Referring expression data
=== Section Start ===
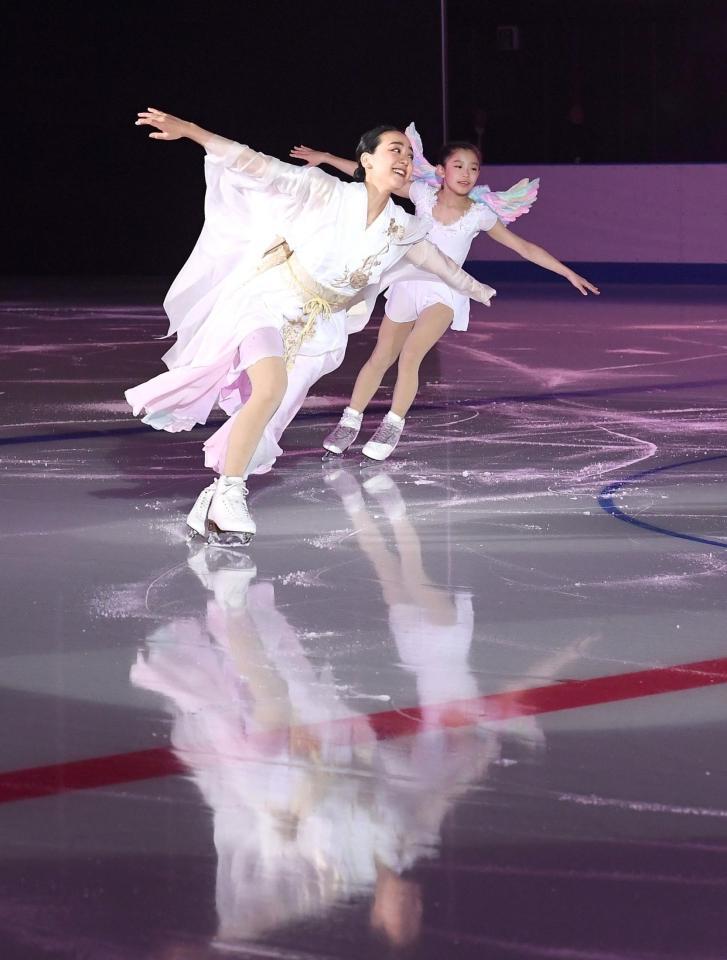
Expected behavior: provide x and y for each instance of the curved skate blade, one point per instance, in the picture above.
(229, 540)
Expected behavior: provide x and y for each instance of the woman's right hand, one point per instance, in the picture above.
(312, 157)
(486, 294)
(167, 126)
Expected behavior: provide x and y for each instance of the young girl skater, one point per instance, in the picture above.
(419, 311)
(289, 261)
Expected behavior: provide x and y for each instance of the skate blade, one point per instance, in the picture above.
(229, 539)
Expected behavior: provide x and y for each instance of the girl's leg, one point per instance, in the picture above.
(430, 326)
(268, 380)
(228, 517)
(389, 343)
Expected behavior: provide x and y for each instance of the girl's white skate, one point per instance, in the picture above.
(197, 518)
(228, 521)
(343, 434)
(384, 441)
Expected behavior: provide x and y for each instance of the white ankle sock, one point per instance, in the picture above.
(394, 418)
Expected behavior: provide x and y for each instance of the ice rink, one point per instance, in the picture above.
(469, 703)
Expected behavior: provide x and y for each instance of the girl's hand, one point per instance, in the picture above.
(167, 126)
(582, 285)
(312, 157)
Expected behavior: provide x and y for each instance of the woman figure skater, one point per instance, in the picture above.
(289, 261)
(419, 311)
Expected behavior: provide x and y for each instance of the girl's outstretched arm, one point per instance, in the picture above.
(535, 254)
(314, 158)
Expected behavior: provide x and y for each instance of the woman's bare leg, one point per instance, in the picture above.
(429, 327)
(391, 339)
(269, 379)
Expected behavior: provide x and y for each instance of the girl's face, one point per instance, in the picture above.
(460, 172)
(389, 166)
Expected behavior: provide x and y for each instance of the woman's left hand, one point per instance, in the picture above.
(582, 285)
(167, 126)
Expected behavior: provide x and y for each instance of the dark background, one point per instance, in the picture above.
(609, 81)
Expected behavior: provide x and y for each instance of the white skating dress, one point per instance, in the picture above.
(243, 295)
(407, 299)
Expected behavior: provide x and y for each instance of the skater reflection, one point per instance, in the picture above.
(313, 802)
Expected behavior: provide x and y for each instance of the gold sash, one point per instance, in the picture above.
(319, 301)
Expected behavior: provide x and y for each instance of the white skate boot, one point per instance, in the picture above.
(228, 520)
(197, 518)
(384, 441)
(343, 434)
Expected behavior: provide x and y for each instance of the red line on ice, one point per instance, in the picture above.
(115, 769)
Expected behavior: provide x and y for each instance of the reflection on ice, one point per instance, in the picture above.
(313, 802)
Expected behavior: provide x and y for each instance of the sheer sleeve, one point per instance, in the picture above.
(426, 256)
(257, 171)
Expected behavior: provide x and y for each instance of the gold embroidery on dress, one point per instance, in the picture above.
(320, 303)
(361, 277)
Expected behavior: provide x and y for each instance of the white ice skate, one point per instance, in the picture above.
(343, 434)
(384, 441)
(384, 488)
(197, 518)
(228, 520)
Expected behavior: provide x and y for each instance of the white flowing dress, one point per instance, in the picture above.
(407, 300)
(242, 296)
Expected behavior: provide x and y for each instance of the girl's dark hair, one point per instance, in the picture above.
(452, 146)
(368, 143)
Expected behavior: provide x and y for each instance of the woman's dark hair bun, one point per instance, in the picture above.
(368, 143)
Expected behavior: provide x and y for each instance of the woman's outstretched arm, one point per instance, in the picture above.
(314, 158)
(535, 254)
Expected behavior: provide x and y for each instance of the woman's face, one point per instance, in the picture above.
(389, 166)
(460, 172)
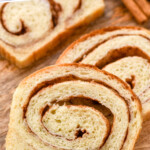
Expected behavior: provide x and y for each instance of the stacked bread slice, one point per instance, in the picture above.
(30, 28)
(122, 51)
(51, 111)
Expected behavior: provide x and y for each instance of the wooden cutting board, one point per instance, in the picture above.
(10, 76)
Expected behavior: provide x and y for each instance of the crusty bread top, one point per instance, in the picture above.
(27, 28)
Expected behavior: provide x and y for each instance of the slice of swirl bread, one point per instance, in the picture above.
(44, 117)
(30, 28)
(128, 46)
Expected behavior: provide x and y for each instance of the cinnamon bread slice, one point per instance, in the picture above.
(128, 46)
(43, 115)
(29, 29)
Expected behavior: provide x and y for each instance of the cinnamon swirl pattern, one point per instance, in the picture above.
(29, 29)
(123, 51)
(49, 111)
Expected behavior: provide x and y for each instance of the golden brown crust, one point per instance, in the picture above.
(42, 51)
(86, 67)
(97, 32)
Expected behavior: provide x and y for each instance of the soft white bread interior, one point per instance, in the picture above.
=== Section End ===
YOUR INSTRUCTIONS ▸ Give back the records above exactly, with no pictures.

WRITTEN REPLY ▸
Expected behavior: provide x and y for each instance of the curved skate blade, one point per instance, in the picture above.
(229, 540)
Expected behavior: provide x and y for each instance of the woman's right hand, one point per instance, in the picture above.
(312, 157)
(486, 294)
(167, 126)
Expected behavior: provide x and y for each instance of the young girl skater, one point per instance, in the picture above.
(419, 311)
(289, 261)
Expected behavior: provide x and y for each instance of the skate blade, one point per instance, in the picture above.
(229, 539)
Expected behavior: provide x and y for each instance of the girl's leg, one point per instance, in the picture above.
(430, 326)
(268, 380)
(228, 517)
(389, 343)
Expected behavior: provide x and y for each instance of the girl's white skate, one point per instance, in the picture above.
(197, 518)
(228, 521)
(343, 434)
(384, 441)
Expected behavior: provide x and y for each instance of the white ankle sock, one point per instance, in the picture above.
(394, 418)
Expected behavior: provide x and y for each instance of the ice rink, one point per instance, in the picture above.
(469, 703)
Expected behavior: provide x and y for each instance of the girl's hand, one point per instance, in the picture above.
(167, 126)
(582, 285)
(312, 157)
Expected behavior: provide x and y for each instance of the woman figure skater, one point per instance, in the picture above.
(289, 261)
(419, 311)
Expected behavior: provide x and y for each instance of the girl's outstretched arm, one point per instance, in the picture above.
(535, 254)
(314, 158)
Expected behavior: provide x and y for each instance of the woman's bare leg, one point per instance, in the picture above.
(429, 327)
(391, 339)
(269, 379)
Expected behavior: provide x and y for each instance of the girl's face, one point per instance, in the picture above.
(460, 172)
(389, 166)
Expected behavior: provide x and y for each instance of the woman's left hand, one point per instance, in the picture above.
(582, 285)
(167, 126)
Expected behavior: provide x and y for each instance of the dark background, one point per instance, in the picture above.
(609, 81)
Expected behavior: provide x and y for each instance of the white skating dress, one point per instance, in the picture above.
(243, 295)
(407, 299)
Expected behavior: provide x and y for each instance of the skater reflection, one point per instance, in the picture above.
(313, 802)
Expected behavior: provide x and y for each instance of the gold sash, one point per instance, in the picture above.
(319, 301)
Expected behavior: provide x and y for each instance of the white skate boot, one point per instance, in the picture above.
(228, 520)
(197, 518)
(384, 441)
(343, 434)
Expected behavior: provide x and y for each instance of the red line on ice, one point per instance, in the picture above.
(115, 769)
Expected behavior: provide x and y for each instance of the reflection on ice, one point per instance, in the picture above.
(313, 802)
Expected behavior: provide x and y for each instance of the sheer sleeve, one point per instance, in the picture above.
(426, 256)
(257, 171)
Expected behavior: provide x and y for each instance of the gold embroidery on dress, one point per instance, in the picture above.
(320, 303)
(361, 277)
Expected behavior: provide x and y for each instance of the white ice skate, one point per instance, in the picture above.
(343, 434)
(384, 441)
(384, 488)
(197, 518)
(228, 520)
Expected behavior: provide x and y for each instance of the white flowing dress, one point per instance, in the picture above.
(407, 300)
(242, 296)
Expected behavior: provide x and y for each instance of the girl's dark hair, one point per instance, in the picture above.
(452, 146)
(368, 143)
Expected behavior: provide x and y for each instance of the woman's dark hair bun, one point per instance, in the picture above.
(368, 143)
Expected behavior: provide x and y for each instance of the woman's outstretched arm, one point per instance, in the picture above.
(314, 158)
(535, 254)
Expected behavior: provide x and y for each instance of the woman's face, one point per instance, in the picture above.
(389, 166)
(460, 172)
Expected behavior: provide x and y for each instance of the stacked bread slice, one point per instance, in the picture above.
(30, 28)
(122, 51)
(51, 111)
Expected behavior: provide x and y for each instance of the wooden cutting board, one point per instance, in the picture above.
(10, 76)
Expected behavior: provide x and y for each instance of the crusty bread top, one point per instance, in the picture above.
(27, 28)
Expected behavior: provide x and y for each instance of the slice of swirl bread, one point per instance, in the picture above.
(44, 117)
(30, 28)
(128, 46)
Expected behavior: provide x and y for each instance of the cinnamon bread slice, one point per instance, in the picture above.
(128, 46)
(43, 115)
(29, 29)
Expected behavior: provide x and y for each instance of the cinnamon swirl pattern, one point per instance, in the picture above.
(29, 29)
(123, 51)
(49, 111)
Expected behavior: provide x and y for each instance of the golden brown crust, one point per instance, in the picture above.
(42, 51)
(86, 67)
(97, 32)
Expected behavior: provide x and y for each instance of the soft white bread interior, one point per instance, in the picture above.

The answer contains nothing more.